▸ **Source extract**
Religion

Post about Religious topics. My spiritual journey is a subtopic of this.

Grant Ward Gets Touched by An Angel on Inauguration Day: A Meta-analysis of Gavin Stone

It is late Thursday evening, just over twelve hours until the forty-fifth President of the United States is sworn in. I am sitting in a movie complex in a shopping mall in New England with my fifteen year old daughter. I can’t remember what the last movie was that I saw in a movie theatre. Most of the great old art houses showing Kurasawa, Truffaut, Tarkovsky, and Wenders are gone. There is too much gratuitous violence and too little depth for me in most of the movies today.

Earlier this evening, I read a few of my poems at The Ghostlight Project event at a community television station studio, expressing hope that theatre, the arts, could remain a light, a beacon for diversity, in these troubled times.

I am in my late fifties, still trying to figure out what I’m supposed to do with my life. For the past few years, I’ve been exploring becoming an Episcopal priest. I believe it is what I am supposed to do, but the committee that accepts people into the ordination process don’t seem to think so.

My daughter is bright but struggles with her health. She is politically active and especially concerned for women’s rights and gay rights. She loves Brett Dalton and has been talking about this film since it was announced, and so here we are, at one of the first showings.

The Resurrection of Gavin Stone was exactly what I expected. It is formulaic, cliché-filled, predictable, and probably a really important film to see right about now. It is the sort of film that your aunt, who always tells you she is praying for you hopes you will go to. Her comments about praying for you has always made you feel a bit uncomfortable. God isn’t really something you talk about in the twenty-first century, but you know she is kind. She loves you and that she will sit through hours of binge watching Touched by an Angel, or Hallmark Holiday Specials with you as you eat ice cream and try to mend a broken heart.

Not only is the movie formulaic, cliché-filled, and predictable, but it seems like the backstory is as well; some Christian writers and producers getting together to make a movie, hoping to win a few converts to Christ. It hits all the right notes for the conservative, fundamentalist, evangelical crowd. A washed-up Hollywood elite coming to know God through having to do community service. A pastor who is kind, caring, and fixes the hot water heater in the church, not one of these celebrity preachers. The pastor’s daughter, who learns a little bit about grace and forgiveness herself after having been hurt by yet another person in the entertainment industry, and the hero’s reconciliation with the father, but his own father, as well as our Heavenly Father.

The cast is as diverse as nineteen-fifties middle America. There is a black person somewhere in the crowd, and perhaps some Asians or Latinos. If there is a gay person, they are so far in the closet you cannot see them. The references to sexuality are minimal. The stars don’t have sex. The only direct reference is recounting the scene of the woman caught in adultery.

Likewise, the only violence is in the re-enactment of the Crucifixion.

So why should you go see this movie now? Don’t go, to criticize it. Don’t take a friend to try and convert them. Don’t go for the narrative. Go for the meta-narrative, for the movie’s place in the twenty-first century. Take a friend who is seeking Christian Reconstructionism and another who is seeking Moral Revival. Take a friend who has been reading Foucault and Judith Butler.

(Data lines)
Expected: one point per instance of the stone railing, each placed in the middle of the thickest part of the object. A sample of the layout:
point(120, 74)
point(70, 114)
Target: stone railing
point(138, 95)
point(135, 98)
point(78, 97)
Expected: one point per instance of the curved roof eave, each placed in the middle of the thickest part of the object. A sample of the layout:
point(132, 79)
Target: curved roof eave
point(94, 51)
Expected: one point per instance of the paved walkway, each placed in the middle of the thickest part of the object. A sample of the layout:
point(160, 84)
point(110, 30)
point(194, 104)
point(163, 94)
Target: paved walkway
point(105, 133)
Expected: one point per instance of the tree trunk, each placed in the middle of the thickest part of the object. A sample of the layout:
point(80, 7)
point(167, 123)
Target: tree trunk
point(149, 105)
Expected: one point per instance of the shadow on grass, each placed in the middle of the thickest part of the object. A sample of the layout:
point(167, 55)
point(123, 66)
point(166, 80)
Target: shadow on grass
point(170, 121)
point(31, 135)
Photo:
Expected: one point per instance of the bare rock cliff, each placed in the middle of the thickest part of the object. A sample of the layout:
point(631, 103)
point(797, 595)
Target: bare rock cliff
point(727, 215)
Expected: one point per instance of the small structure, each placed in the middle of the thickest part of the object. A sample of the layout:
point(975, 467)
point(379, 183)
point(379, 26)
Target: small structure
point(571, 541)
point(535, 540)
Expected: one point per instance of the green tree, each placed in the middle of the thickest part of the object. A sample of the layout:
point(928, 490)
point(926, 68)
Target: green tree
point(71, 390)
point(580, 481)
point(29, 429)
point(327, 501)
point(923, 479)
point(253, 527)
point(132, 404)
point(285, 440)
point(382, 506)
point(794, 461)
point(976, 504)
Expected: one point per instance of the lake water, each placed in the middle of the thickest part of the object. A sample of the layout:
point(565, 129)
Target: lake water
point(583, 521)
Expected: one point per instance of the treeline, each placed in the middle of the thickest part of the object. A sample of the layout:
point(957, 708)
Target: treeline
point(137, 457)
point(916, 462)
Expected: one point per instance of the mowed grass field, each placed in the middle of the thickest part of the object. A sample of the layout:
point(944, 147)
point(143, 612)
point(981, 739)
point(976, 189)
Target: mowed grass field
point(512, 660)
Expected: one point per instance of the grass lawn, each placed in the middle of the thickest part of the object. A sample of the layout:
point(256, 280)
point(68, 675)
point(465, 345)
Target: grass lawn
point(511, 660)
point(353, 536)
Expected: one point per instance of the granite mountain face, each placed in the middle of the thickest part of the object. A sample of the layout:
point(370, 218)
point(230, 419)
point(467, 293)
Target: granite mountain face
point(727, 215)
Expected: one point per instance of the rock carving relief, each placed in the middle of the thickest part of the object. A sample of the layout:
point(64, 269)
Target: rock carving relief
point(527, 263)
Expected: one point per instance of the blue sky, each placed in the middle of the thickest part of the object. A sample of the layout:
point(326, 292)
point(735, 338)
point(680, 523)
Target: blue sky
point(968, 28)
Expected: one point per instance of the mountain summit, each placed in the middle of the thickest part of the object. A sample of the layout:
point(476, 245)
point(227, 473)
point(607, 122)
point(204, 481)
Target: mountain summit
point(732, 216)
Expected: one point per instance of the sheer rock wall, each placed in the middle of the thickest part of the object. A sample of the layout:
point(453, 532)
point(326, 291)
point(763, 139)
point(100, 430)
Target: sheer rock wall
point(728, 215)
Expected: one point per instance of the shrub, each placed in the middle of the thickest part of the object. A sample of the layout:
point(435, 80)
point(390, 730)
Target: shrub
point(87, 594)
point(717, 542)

▸ **To be done**
[A] Answer these questions about the Gavin Stone review:
(i) Where did the writer read poems earlier that evening?
(ii) What has the writer been exploring for the past few years?
(iii) What is the only violence in the movie?
[B] Please continue the Gavin Stone review from its last sentence.
This material has no connection to the post about the movie.

▸ **Responses per task**
[A]
(i) At The Ghostlight Project event at a community television station studio.
(ii) Becoming an Episcopal priest.
(iii) The re-enactment of the Crucifixion.

[B]
Gavin Stone tells the folks at the church that a key to acting is listening. It is a message that we all need to listen to. The pastor’s daughter tells Gavin about the importance of humility. That is another message all of us, especially our newly elected leaders, need to listen to.

I am writing this on inauguration day. A lot of people are concerned about what is in store for America over the coming four years. I am actually feeling somewhat optimistic. Actors are speaking up at theatres. Women are marching. The rebellion against political correctness is now being seen for what it is, a lame excuse for self-centered rudeness.

Find someone different from yourself to listen to. You can start by going to see The Resurrection of Gavin Stone.

Destigmatize Loneliness

I started writing a post about friending and unfriending people on Facebook, and took a pause to read what some of my friends were posting on Facebook. One friend posted a link to an article in the New York Times, How Social Isolation Is Killing Us.

The final paragraph starts, “A great paradox of our hyper-connected digital age is that we seem to be drifting apart”. Yet this seems to overlook the fact that we’ve been drifting apart longer than we’ve been digitally hyper-connected. In 2000, Robert Putnam’s book “Bowling Alone” came out, in which Putnam explored the trend of social isolation starting back in the 1950s.

The Times article explores the negative impact of social isolation, the way we interpret ambiguous social cues, and the stigma of loneliness. It suggests different ways of addressing this.

Religious older people should be encouraged to continue regular attendance at services and may benefit from a sense of spirituality and community, as well as the watchful eye of fellow churchgoers.

A few things came to mind as I read this. First, going to church isn’t just for older people. I often talk about the importance of multiculturalism. The same applies to multigenerationalism. We need to cross not only boundaries of race and ethnicity, but also boundaries of age and value people of every age.

The catechism of the Episcopal Church in America describes the mission of the church saying,

The mission of the Church is to restore all people to unity with God and each other in Christ.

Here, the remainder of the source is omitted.